Entries for pointing at labeled objects:
* start *

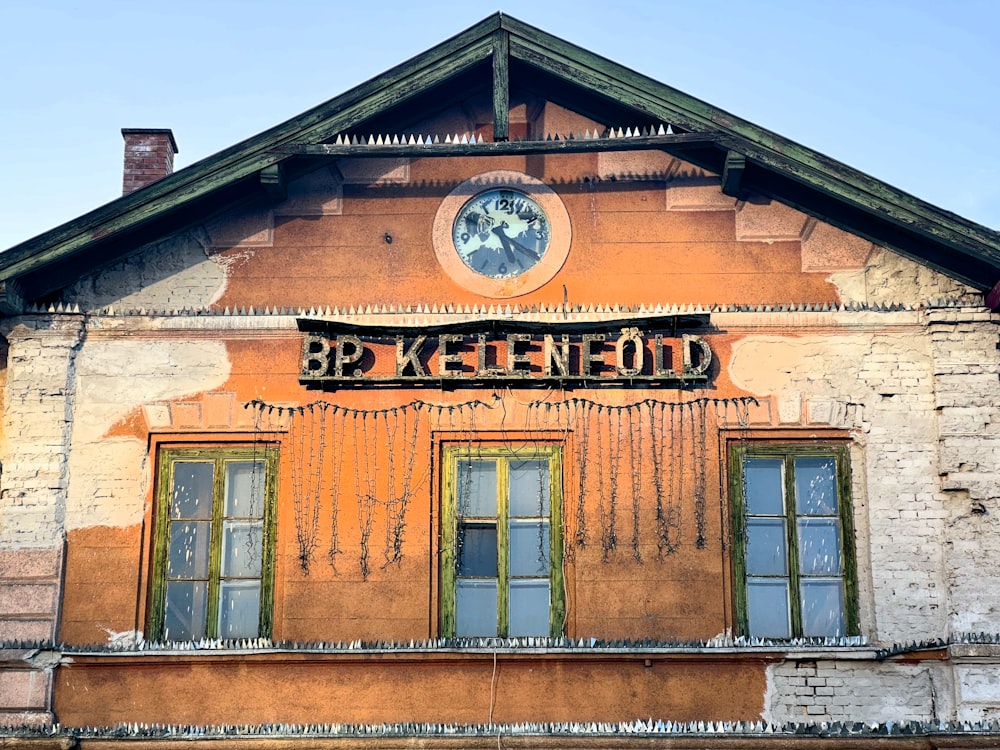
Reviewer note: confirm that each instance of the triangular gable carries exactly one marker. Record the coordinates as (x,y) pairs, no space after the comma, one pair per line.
(495,56)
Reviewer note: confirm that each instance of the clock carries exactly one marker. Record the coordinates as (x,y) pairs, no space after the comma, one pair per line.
(502,234)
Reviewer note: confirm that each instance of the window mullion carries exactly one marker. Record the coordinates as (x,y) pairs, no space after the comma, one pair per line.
(737,490)
(449,537)
(503,545)
(791,514)
(166,482)
(215,548)
(557,606)
(270,463)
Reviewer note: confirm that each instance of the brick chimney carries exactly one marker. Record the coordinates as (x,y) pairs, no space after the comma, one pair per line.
(149,156)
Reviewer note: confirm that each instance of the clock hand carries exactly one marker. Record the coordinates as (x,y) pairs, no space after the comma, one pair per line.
(505,241)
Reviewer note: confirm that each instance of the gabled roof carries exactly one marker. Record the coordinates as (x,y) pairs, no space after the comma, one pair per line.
(495,56)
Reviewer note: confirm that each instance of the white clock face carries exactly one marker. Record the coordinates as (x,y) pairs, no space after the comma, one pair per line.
(501,233)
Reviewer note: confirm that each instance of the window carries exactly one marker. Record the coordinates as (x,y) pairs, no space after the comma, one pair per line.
(502,541)
(214,548)
(794,543)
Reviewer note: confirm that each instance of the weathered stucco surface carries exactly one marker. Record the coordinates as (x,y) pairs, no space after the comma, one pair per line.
(170,274)
(114,378)
(888,277)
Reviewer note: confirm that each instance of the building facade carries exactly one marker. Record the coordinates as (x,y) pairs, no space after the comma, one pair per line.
(508,397)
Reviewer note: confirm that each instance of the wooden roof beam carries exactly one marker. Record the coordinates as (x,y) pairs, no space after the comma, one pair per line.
(272,179)
(732,173)
(679,141)
(501,85)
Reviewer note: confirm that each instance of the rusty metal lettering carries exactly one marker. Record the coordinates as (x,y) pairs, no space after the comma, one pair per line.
(329,360)
(515,359)
(556,355)
(704,360)
(446,359)
(589,360)
(658,369)
(349,350)
(485,370)
(630,336)
(315,355)
(409,357)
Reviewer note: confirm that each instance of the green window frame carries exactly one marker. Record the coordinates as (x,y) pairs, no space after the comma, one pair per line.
(213,555)
(794,556)
(501,556)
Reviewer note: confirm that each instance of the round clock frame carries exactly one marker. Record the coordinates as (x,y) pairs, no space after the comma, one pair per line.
(502,286)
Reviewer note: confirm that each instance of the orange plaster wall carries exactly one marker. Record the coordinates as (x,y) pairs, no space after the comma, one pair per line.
(627,248)
(102,583)
(299,689)
(609,594)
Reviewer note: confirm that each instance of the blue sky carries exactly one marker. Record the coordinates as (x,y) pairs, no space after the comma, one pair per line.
(905,90)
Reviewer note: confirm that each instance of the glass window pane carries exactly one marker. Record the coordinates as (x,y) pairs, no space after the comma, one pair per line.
(816,486)
(819,546)
(185,610)
(529,488)
(767,608)
(476,487)
(476,608)
(822,607)
(766,547)
(192,491)
(529,607)
(239,609)
(529,548)
(189,549)
(477,549)
(242,542)
(764,486)
(244,489)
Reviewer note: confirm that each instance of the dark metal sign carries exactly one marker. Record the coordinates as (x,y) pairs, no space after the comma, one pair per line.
(338,359)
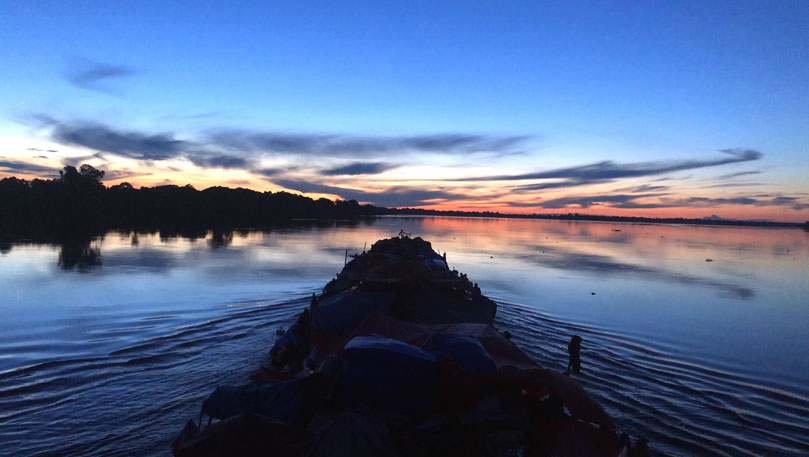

* end *

* **Objective**:
Count the lines in the entries above that contain the word "frame", treating uppercase and lowercase as different. Reply with the number only.

* **Reply to the exercise**:
2